• TEXT SEGMENT
--- START ---

Legislation passed today will prohibit discrimination against LGBTQ Americans

Congresswoman Chellie Pingree (D-Maine), a vice chair of the House LGBTQ Caucus, today celebrated the passage of the Equality Act, legislation to expand existing civil rights protections to prohibit discrimination based on sexual orientation and gender identity.

“For more than 15 years, Maine has had civil rights protections for our LGBTQ neighbors. We’ve stood together against bigotry and made sure that everyone in our state has equal access to housing, education, credit, employment, and public accommodations,” said Pingree. “But in most states, a same-sex couple can get married one day and legally denied service at a restaurant or evicted from their apartment the next. The Equality Act would right this wrong and extend civil rights to everyone—no matter who they love or how they identify. I’ve proudly advocated for this bill for years, and I’m thrilled to see it pass the House today.”

Currently, only 21 states—including Maine—have explicit laws barring discrimination based on sexual orientation in employment, housing, and public accommodations, and only 20 states have such protections for gender identity. In 27 states, a person is at risk of being denied housing because of their sexual orientation or gender identity. LGBTQ people are also at risk of being denied access to education in 31 states, and the right to serve on a jury in 41 states. The Equality Act remedies these disparities by amending existing federal civil rights laws to explicitly prohibit discrimination on the basis of sexual orientation and gender identity in employment, education, housing, credit, jury service, public accommodations, and federal funding.

--- END ---

• RECORD EXTRACTS
--- START ---

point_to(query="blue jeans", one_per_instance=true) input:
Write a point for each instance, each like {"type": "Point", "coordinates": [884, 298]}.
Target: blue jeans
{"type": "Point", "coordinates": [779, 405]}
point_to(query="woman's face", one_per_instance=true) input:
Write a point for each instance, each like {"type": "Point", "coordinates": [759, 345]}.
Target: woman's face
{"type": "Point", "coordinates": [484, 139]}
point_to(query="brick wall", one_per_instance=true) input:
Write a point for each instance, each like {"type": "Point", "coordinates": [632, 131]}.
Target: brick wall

--- END ---

• WHAT YOU NEED TO DO
1. In the Equality Act press release, how many states have such protections for gender identity?
2. Carry the Equality Act press release forward from its final sentence.
The entries play no part in what follows.

• OUTPUTS FOR THE TASKS
1. Only 20 states.

2.
The Equality Act has the bipartisan support of Members of Congress, the strong support of the business community, and the overwhelming support of the American people—with more than 7 in 10 supporting the Equality Act. President Biden has pledged to make the Equality Act a priority of his first 100 days in office. 

In June 2020, the U.S. Supreme Court ruled that workers could not be fired from their jobs for their sexual orientation. However, the Equality Act would further extend and codify civil rights protections for LGBTQ individuals across the country.